South Carolina Research Authority gets $700M contract

Charleston Post and Courier
Katy Stech
March 2, 2009

The South Carolina Research Authority has been awarded a major military contract that puts it in charge of turning successful lab experiments into mass-produced weapons that soldiers can use in overseas combat.

The $700 million contract, which is the largest in the state-chartered agency’s 25-year history, will make authority workers responsible for executing the development and production of new weaponry, including warheads, explosives and propellants.

Much of the work will be farmed out to other businesses.

“We have to get technology off the drawing board and into production as soon as we can,” SCRA chief executive officer Bill Mahoney said.

For example, workers will begin pushing the production of a 120-millimeter mortar to be guided by a laser to improve its accuracy.

Such a weapon could have been useful during the Israeli conflict, during which some errant-flying mortar rounds ended up “hitting kindergartens rather than the bad guys,” Mahoney said.

The authority will handle hundreds of similar projects during the contract’s seven-year duration, an accomplishment that Mahoney said will boost its bottom line.

Last year, the authority’s revenues totaled about $110 million. Mahoney estimates that this latest contract will at least double that amount.

Unfortunately, the work is not likely to create a deluge of job opportunities at the organization’s North Charleston campus. As much as 90 percent of the contract work will probably be handled by other agencies scattered across the country.

“It’ll mean some handfuls of new jobs in North Charleston, but it won’t be hundreds of new jobs,” Mahoney said.

The primary contract was let by the Army’s Contracting Command Joint Munitions and Lethality Contracting Center Emerging Technologies Center. SCRA is managing the National Warheads and Energetics Consortium’s part of the project.

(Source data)
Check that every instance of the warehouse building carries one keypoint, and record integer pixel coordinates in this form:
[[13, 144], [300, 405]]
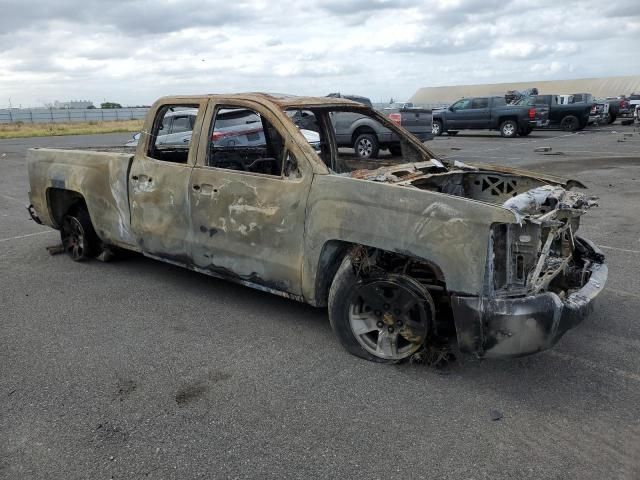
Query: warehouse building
[[598, 87]]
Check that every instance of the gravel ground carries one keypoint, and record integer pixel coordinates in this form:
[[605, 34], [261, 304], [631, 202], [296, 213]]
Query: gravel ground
[[138, 369]]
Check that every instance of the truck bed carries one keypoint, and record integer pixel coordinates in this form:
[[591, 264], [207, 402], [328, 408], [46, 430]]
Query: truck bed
[[98, 174]]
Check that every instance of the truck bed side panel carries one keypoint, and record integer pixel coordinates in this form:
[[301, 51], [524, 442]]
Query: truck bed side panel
[[100, 177]]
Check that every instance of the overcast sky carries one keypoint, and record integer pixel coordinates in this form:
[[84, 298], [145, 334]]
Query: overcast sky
[[132, 51]]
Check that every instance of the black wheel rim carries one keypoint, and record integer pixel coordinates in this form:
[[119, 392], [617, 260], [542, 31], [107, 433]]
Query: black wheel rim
[[73, 238], [365, 148], [388, 319]]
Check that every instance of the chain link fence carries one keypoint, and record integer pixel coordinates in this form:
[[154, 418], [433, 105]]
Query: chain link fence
[[45, 115]]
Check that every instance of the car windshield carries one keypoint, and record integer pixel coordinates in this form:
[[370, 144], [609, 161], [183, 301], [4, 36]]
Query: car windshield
[[350, 140]]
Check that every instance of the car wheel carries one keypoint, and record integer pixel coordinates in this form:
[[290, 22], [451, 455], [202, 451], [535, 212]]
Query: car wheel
[[78, 237], [395, 150], [366, 145], [570, 123], [509, 129], [384, 318]]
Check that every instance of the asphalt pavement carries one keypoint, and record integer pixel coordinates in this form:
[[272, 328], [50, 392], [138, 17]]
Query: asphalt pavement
[[139, 369]]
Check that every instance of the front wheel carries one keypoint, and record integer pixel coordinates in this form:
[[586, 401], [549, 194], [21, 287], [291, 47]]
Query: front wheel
[[366, 145], [78, 237], [395, 150], [385, 318], [509, 128], [570, 123]]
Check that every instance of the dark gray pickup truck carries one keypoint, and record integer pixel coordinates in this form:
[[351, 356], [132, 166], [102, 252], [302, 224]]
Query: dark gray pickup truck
[[488, 113], [569, 117], [367, 138]]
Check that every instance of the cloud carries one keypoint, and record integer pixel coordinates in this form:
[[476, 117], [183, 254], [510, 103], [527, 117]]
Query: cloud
[[531, 50], [132, 51]]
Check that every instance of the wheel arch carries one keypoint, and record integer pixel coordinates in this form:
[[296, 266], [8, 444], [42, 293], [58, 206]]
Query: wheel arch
[[61, 201], [334, 252], [504, 118]]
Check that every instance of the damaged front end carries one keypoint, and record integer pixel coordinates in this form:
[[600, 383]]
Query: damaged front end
[[541, 277]]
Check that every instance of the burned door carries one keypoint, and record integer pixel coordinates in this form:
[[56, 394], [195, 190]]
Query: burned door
[[248, 195], [158, 187]]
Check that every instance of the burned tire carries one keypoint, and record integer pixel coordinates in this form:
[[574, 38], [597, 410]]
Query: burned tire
[[570, 123], [78, 237], [509, 128], [385, 318], [366, 145], [395, 150]]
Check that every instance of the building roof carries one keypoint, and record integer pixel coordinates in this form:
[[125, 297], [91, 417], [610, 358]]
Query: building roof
[[598, 87]]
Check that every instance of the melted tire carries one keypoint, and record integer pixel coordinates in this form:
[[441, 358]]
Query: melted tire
[[343, 289], [78, 236]]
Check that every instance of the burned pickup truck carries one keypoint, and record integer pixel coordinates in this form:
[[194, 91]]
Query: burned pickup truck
[[403, 249]]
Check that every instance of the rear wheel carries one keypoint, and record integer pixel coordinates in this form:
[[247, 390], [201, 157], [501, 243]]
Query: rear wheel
[[509, 128], [385, 318], [78, 237], [570, 123], [366, 145]]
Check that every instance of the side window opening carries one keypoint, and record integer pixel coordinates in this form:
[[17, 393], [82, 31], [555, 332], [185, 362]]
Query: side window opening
[[241, 139], [171, 133], [480, 103]]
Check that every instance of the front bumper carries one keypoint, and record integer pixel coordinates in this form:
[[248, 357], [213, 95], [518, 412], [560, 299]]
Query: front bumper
[[510, 327]]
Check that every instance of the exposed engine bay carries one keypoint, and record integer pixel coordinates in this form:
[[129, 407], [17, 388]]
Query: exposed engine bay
[[540, 252]]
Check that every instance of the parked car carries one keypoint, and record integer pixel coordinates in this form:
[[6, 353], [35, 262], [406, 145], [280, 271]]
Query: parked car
[[599, 114], [569, 117], [175, 129], [621, 107], [487, 113], [367, 138], [401, 254]]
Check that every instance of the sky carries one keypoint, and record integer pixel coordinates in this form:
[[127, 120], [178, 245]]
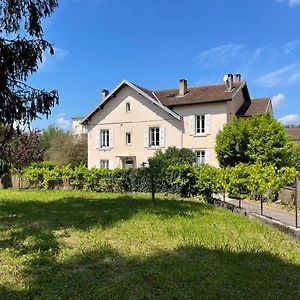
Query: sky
[[154, 43]]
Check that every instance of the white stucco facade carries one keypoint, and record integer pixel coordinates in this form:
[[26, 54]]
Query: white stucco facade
[[180, 132]]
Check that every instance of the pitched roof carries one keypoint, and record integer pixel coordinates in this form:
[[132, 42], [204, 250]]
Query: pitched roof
[[198, 94], [255, 106], [294, 133], [146, 93]]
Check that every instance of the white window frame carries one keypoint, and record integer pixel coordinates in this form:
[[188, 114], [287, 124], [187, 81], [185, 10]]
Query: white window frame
[[128, 107], [104, 163], [154, 137], [128, 136], [200, 156], [104, 138], [200, 126]]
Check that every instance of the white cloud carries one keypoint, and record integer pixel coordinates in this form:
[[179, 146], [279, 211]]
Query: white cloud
[[284, 76], [291, 3], [63, 123], [277, 100], [293, 119], [220, 54], [291, 47], [51, 62]]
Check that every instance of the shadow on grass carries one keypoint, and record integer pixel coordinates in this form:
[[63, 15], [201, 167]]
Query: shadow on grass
[[37, 218], [185, 273]]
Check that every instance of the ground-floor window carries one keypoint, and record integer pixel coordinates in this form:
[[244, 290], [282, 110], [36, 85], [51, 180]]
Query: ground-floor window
[[154, 136], [104, 163], [200, 157], [104, 138]]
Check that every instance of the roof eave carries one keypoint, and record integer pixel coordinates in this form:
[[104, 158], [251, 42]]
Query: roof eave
[[111, 94]]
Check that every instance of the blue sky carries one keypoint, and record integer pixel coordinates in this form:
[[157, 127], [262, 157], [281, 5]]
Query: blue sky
[[154, 43]]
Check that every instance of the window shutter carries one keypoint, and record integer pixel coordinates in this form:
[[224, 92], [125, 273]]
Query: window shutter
[[111, 138], [98, 140], [207, 123], [192, 124], [146, 137], [162, 135], [207, 156], [98, 164]]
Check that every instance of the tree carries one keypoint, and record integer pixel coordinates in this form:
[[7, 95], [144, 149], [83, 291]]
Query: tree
[[161, 161], [259, 139], [21, 48], [174, 156], [48, 134], [66, 149], [25, 150]]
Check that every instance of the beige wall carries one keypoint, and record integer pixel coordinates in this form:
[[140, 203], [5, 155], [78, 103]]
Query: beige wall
[[145, 114], [218, 117]]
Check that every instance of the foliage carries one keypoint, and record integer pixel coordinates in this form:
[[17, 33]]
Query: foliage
[[158, 170], [240, 181], [237, 186], [5, 149], [206, 179], [174, 156], [21, 49], [297, 155], [26, 150], [259, 139], [48, 134], [182, 180]]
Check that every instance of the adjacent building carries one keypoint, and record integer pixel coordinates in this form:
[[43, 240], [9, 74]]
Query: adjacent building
[[132, 122]]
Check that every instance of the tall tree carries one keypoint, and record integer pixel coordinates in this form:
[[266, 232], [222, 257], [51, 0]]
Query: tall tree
[[26, 149], [259, 139], [21, 48]]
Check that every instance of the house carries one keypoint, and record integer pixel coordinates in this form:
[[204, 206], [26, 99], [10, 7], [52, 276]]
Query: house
[[132, 122], [294, 132]]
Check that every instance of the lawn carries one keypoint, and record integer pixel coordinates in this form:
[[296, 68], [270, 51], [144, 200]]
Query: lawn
[[80, 245]]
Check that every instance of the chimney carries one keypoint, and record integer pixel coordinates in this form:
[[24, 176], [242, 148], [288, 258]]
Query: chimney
[[182, 87], [104, 93], [229, 82], [238, 77]]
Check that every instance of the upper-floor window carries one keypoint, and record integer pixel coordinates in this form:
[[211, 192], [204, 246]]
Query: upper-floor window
[[154, 136], [200, 124], [202, 156], [104, 163], [104, 138], [128, 108], [128, 138]]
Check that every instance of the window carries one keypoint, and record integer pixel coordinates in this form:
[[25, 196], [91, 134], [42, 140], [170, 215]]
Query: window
[[200, 124], [154, 136], [104, 138], [200, 157], [128, 138], [104, 163]]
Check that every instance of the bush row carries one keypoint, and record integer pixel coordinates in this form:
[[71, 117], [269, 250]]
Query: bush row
[[240, 181]]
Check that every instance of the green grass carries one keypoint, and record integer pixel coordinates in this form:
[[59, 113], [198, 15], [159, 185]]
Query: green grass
[[79, 245]]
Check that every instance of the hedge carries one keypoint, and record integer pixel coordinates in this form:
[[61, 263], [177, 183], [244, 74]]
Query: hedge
[[240, 181]]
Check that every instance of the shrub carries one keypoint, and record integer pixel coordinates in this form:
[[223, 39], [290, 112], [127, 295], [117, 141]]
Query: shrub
[[206, 180], [182, 179]]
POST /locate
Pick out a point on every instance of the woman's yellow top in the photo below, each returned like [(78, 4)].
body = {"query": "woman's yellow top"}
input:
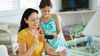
[(28, 38)]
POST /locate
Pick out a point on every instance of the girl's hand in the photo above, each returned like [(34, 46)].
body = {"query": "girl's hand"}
[(55, 36), (36, 39)]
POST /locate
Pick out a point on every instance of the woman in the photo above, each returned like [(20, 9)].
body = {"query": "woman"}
[(51, 26), (29, 37)]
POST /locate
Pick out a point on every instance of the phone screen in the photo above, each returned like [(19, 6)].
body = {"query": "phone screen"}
[(49, 37)]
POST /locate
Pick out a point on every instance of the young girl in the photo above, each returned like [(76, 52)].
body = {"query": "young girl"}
[(29, 40), (51, 26)]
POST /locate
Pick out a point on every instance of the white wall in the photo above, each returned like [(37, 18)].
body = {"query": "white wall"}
[(56, 5), (94, 4), (15, 15), (93, 26), (75, 17)]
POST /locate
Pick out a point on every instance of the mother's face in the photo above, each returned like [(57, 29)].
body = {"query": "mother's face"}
[(33, 20), (46, 11)]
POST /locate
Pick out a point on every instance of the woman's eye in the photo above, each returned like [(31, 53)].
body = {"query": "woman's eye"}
[(37, 18)]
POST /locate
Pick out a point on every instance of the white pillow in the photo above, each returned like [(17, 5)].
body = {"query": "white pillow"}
[(3, 26)]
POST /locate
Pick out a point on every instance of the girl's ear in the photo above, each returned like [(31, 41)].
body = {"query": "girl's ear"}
[(25, 20)]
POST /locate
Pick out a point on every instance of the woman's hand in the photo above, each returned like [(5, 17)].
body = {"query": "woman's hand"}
[(62, 53)]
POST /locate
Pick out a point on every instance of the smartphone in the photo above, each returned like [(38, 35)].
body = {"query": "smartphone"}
[(49, 37)]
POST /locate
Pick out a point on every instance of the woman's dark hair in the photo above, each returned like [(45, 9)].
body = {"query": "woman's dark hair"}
[(45, 3), (25, 15)]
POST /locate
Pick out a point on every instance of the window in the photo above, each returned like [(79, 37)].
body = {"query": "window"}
[(6, 5)]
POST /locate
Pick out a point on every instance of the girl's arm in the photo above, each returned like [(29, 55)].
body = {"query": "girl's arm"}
[(58, 25), (26, 52), (49, 49)]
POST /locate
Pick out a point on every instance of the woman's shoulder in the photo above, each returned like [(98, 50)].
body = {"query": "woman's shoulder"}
[(23, 31)]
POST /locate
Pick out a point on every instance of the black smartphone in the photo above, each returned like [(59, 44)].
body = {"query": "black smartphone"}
[(49, 37)]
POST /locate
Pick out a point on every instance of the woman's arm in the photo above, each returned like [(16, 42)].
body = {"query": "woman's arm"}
[(26, 52)]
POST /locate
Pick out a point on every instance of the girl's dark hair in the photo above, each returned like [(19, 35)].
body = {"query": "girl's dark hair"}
[(45, 3), (25, 15)]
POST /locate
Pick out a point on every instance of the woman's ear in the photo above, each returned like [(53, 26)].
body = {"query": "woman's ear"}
[(25, 20)]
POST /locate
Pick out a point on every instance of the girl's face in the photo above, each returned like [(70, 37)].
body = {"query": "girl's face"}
[(46, 11), (33, 20)]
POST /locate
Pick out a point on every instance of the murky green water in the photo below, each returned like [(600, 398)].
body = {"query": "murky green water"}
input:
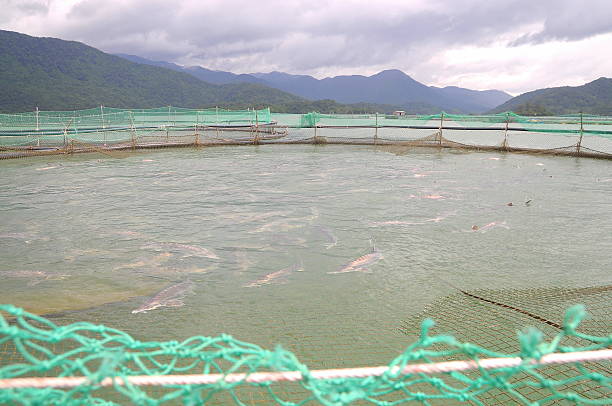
[(90, 239)]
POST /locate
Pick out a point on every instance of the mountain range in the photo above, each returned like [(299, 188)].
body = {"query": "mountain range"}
[(594, 97), (53, 74), (387, 87)]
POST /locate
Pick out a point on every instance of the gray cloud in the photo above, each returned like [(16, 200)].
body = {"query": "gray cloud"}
[(318, 37), (14, 9)]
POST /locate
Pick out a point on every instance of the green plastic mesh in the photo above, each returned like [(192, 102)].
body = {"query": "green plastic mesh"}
[(108, 118), (32, 346)]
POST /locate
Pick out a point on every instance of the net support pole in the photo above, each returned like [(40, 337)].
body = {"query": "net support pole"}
[(133, 130), (197, 140), (103, 123), (581, 133), (217, 120), (440, 130), (37, 128), (256, 138), (506, 132)]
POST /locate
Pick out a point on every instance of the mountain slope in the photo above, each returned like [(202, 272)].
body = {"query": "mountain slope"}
[(207, 75), (389, 86), (386, 87), (54, 74), (594, 97)]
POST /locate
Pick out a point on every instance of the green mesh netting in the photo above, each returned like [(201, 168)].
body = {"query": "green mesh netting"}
[(104, 128), (46, 123), (32, 346)]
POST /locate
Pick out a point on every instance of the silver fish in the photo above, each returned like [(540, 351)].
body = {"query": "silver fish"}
[(170, 297), (278, 276), (360, 264), (150, 262), (186, 250), (490, 226), (35, 277), (332, 240)]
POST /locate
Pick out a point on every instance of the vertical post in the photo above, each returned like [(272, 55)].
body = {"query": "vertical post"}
[(440, 131), (133, 129), (197, 140), (581, 133), (506, 131), (376, 130), (37, 128), (103, 123), (256, 139), (217, 120)]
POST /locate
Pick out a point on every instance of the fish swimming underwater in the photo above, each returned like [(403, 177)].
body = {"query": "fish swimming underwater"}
[(360, 264), (170, 297), (277, 276), (490, 226), (154, 262), (186, 250), (332, 240), (34, 277)]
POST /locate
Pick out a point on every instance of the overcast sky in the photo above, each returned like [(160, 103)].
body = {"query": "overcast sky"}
[(511, 45)]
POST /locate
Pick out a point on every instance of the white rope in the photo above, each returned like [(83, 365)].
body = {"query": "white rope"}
[(258, 377)]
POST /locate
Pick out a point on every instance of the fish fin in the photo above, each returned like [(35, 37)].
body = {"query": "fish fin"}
[(174, 303)]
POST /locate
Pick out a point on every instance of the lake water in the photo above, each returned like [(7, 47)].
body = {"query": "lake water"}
[(90, 239)]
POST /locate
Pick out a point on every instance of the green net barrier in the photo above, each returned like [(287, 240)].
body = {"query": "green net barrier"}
[(33, 346), (569, 124), (43, 123)]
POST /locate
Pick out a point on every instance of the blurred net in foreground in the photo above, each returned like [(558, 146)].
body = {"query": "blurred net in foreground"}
[(109, 363)]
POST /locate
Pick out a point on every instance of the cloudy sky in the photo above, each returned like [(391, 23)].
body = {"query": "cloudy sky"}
[(511, 45)]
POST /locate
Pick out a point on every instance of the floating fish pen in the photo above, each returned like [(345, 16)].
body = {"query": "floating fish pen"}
[(108, 130), (394, 268)]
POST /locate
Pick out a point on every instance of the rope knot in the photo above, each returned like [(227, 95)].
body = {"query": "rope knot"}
[(10, 331)]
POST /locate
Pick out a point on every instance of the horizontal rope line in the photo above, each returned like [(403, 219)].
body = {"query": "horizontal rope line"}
[(259, 377)]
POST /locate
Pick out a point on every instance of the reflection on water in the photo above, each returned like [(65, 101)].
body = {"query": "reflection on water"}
[(270, 244)]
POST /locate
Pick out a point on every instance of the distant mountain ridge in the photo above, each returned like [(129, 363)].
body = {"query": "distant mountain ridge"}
[(53, 74), (594, 98), (387, 87)]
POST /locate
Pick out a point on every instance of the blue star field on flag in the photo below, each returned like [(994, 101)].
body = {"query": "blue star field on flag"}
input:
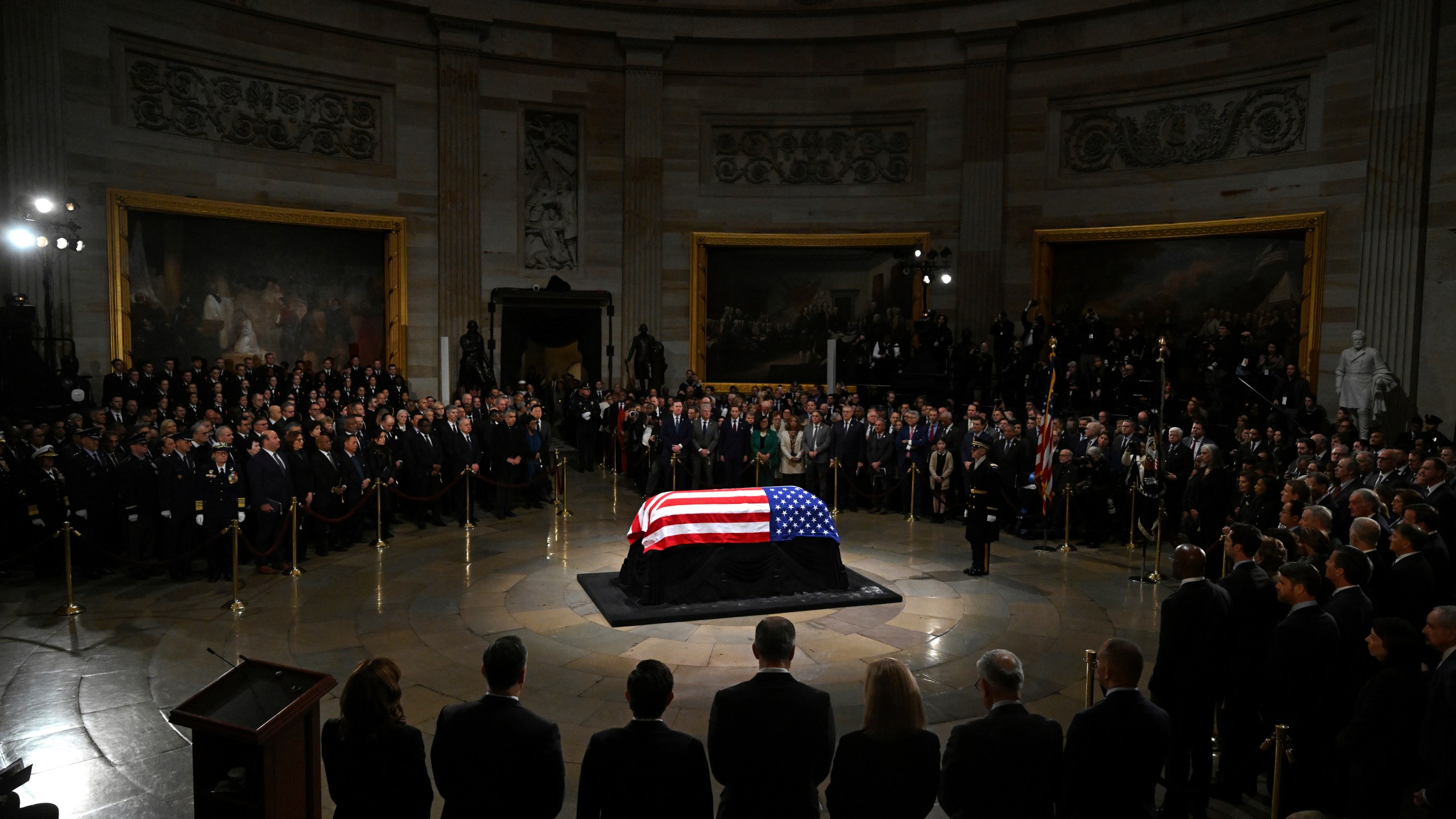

_Using the information_.
1 - Answer these questions about the article on the SCRA contract.
(a) What is the dollar value of the contract the authority was awarded?
(b) What size is the laser-guided mortar whose production workers will begin pushing?
(c) How many years will the contract last?
2 - Repeat the part of the SCRA contract article that opens with the words containing "The South Carolina" and closes with "to other businesses.", changing "farmed out" to "handed off".

_Answers per task_.
1 -
(a) $700 million
(b) 120 millimeters
(c) Seven years

2 -
The South Carolina Research Authority has been awarded a major military contract that puts it in charge of turning successful lab experiments into mass-produced weapons that soldiers can use in overseas combat.

The $700 million contract, which is the largest in the state-chartered agency’s 25-year history, will make authority workers responsible for executing the development and production of new weaponry, including warheads, explosives and propellants.

Much of the work will be handed off to other businesses.